Exercise passage =>
________________________

“
We cling to our fairy tales until the price for believing in them becomes too high.”
This book is so, so, so lovely and yet endlessly frustrating. It starts out as a deliciously creepy mystery with soft tones of childish defence mechanisms and simple escapism. The idea that Abe should be telling his stories as a way of coping with death, loss and tragedy is beautiful, sincere and believable. The subtle hints that there may hide something even darker beneath the thin layer of make-believe are disturbing. The first 100 pages of this book were everything I had imagined it to be; filled with strangeness and peculiarity.
The last 250 pages were, however, a mess. The book pulled itself in two opposite directions; what started out as a haunting mystery turned into a fantasy novel with odd elements of teen-romance. Plot holes started to appear, and confusion washed in over me in crashing waves. I couldn't figure out what I was supposed to feel, or what the novel was trying to be. It was marketed as one thing and written as another.

________________________

Provided material =>
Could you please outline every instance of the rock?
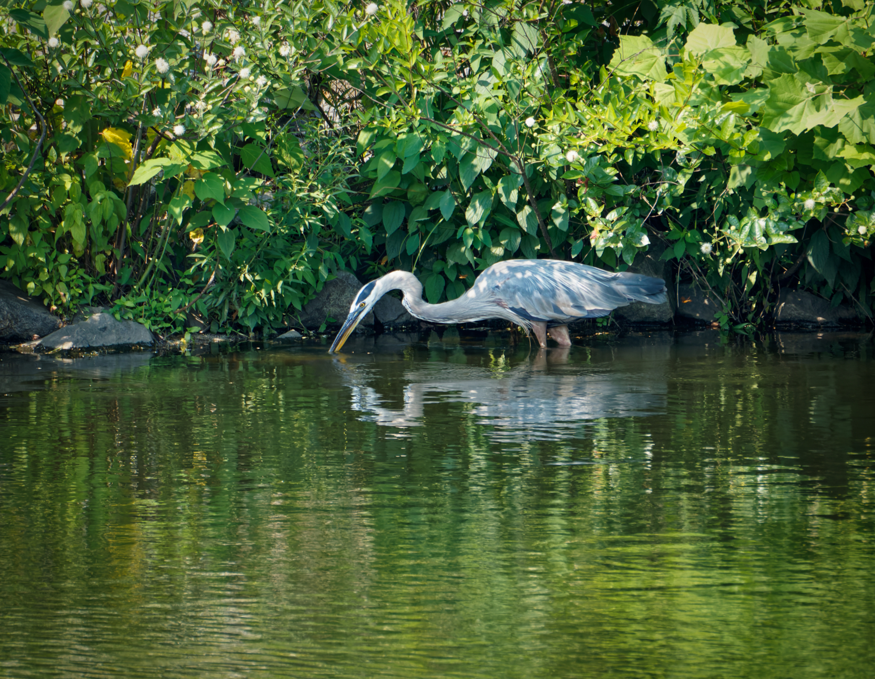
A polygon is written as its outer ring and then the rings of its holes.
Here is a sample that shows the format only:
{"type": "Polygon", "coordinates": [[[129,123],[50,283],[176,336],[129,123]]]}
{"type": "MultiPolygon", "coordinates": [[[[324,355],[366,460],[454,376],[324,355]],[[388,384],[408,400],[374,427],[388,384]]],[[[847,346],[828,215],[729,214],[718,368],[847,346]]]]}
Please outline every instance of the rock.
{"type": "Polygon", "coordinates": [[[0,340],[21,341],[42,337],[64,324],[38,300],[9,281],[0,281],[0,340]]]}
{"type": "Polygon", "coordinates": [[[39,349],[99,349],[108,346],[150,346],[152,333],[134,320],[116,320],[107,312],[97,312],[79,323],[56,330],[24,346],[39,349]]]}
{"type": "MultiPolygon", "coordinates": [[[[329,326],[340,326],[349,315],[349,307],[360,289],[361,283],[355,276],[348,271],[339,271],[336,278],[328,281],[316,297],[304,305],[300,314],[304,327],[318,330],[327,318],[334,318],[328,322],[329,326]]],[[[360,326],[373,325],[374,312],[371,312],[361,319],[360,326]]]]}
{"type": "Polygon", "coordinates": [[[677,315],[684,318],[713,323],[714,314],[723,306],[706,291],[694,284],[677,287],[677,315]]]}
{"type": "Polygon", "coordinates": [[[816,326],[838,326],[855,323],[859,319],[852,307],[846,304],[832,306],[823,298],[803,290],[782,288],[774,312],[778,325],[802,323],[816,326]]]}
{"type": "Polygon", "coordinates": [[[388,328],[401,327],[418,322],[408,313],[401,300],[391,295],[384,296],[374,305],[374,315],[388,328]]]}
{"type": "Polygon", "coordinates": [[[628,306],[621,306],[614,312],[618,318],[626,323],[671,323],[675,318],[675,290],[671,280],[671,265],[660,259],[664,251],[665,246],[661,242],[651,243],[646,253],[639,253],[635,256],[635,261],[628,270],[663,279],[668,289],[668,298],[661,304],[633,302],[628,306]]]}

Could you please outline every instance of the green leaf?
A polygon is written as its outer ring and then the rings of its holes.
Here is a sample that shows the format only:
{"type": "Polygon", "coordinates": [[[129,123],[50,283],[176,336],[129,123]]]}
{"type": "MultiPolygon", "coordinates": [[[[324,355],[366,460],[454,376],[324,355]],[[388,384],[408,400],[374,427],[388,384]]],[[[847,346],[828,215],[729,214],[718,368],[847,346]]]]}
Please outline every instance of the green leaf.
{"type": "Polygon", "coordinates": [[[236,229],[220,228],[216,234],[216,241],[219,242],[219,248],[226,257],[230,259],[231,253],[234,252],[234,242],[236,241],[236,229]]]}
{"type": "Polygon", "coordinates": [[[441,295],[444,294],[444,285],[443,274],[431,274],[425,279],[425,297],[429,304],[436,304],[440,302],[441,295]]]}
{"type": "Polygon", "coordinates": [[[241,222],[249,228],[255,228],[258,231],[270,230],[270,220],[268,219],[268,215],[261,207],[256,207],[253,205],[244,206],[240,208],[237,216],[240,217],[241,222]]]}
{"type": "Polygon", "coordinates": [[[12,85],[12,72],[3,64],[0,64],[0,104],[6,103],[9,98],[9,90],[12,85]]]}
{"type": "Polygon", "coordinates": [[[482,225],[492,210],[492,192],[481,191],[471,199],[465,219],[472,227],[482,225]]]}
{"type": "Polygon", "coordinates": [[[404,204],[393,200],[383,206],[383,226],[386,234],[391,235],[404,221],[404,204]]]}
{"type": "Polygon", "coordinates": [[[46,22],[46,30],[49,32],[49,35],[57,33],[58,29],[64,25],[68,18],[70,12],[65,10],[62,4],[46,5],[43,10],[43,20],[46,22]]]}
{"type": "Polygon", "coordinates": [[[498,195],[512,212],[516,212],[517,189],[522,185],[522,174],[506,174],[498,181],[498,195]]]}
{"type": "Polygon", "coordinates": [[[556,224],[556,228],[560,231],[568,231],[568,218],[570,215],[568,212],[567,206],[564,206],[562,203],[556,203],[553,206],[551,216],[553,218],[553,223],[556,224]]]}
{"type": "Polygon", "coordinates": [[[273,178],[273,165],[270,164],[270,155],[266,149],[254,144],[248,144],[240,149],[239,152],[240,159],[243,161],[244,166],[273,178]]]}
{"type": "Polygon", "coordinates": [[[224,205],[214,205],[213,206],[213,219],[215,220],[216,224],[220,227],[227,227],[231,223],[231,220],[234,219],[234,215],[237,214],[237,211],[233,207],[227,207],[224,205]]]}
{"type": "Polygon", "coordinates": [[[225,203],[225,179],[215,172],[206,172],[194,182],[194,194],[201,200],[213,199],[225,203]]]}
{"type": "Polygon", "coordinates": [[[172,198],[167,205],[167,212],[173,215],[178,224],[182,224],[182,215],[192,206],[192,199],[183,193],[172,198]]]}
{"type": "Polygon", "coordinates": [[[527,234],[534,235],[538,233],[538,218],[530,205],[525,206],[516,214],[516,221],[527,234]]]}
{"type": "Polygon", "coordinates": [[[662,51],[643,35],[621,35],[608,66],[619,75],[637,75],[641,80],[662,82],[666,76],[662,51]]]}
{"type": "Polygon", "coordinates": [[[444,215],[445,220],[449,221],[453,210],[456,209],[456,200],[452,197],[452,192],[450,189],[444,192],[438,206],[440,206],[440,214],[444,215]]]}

________________________

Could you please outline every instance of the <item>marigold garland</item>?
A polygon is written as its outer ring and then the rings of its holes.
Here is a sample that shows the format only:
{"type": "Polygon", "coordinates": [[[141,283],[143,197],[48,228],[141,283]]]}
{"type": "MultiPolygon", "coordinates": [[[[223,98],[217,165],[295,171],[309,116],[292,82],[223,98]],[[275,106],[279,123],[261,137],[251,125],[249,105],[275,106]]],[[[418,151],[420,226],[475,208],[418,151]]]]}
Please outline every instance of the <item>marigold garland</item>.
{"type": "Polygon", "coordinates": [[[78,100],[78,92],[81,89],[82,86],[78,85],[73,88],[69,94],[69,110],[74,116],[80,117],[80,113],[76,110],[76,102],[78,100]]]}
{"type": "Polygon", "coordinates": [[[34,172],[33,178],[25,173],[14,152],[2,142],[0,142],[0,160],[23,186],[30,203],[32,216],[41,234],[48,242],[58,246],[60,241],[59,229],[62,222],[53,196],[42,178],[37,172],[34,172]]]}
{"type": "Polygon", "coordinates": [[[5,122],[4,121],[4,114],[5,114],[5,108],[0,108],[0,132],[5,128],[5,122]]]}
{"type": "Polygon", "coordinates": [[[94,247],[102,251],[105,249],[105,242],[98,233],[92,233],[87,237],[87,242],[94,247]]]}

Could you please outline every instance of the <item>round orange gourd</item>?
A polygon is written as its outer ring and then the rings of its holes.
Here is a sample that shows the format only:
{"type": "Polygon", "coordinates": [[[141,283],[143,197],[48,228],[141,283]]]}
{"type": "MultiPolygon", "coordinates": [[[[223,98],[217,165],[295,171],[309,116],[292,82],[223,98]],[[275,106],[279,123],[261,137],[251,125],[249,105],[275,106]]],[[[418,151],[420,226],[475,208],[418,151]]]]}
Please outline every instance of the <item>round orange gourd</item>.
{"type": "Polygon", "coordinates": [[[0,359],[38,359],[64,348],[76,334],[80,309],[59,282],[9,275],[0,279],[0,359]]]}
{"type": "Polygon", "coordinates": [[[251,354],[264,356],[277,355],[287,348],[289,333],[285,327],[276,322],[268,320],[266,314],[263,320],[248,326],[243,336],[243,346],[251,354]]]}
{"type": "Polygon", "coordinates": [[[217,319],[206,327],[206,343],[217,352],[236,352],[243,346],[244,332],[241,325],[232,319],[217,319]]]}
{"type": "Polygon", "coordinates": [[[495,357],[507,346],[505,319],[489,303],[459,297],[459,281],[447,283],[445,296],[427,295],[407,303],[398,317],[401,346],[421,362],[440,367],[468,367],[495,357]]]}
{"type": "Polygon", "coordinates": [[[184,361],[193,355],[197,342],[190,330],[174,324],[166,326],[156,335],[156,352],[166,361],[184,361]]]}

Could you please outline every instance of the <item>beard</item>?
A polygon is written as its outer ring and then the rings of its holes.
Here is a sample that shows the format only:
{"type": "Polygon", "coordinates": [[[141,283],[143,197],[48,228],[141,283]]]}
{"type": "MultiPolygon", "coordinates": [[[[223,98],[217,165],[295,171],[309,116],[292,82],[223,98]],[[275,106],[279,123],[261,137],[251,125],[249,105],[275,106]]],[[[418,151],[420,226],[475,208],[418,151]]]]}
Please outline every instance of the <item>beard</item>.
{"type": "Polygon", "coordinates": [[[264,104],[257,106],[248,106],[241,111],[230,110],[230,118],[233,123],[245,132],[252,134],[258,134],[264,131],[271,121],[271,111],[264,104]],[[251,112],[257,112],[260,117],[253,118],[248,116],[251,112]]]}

________________________

What you will do =>
[A] In the book review, begin at the words "The last 250" and stop after "written as another.". Repeat that stretch, renaming "teen-romance" as "young-adult romance".
[B] Shorten the paragraph of the book review that opens "This book is so, so, so lovely" and keep its main points.
[C] Continue the book review from its last sentence.

Answers for this exercise =>
[A]
The last 250 pages were, however, a mess. The book pulled itself in two opposite directions; what started out as a haunting mystery turned into a fantasy novel with odd elements of young-adult romance. Plot holes started to appear, and confusion washed in over me in crashing waves. I couldn't figure out what I was supposed to feel, or what the novel was trying to be. It was marketed as one thing and written as another.

[B] The book is lovely yet frustrating. It begins as a creepy mystery shaped by childish defense mechanisms and escapism, with Abe's stories serving as a sincere, believable way of coping with death, loss and tragedy. Subtle hints of something darker beneath the make-believe are disturbing, and the first 100 pages were full of the strangeness the reader had hoped for.

[C]
“
I used to dream about escaping my ordinary life, but my life was never ordinary. I had simply failed to notice how extraordinary it was.”
The characters are poorly developed and the circumstances surrounding them are bleak. Riggs' writing is beautiful; but it never comes to life, it never draws you in completely. The passage I loved most in this book, was the prologue. Everything moved slowly downhill after that.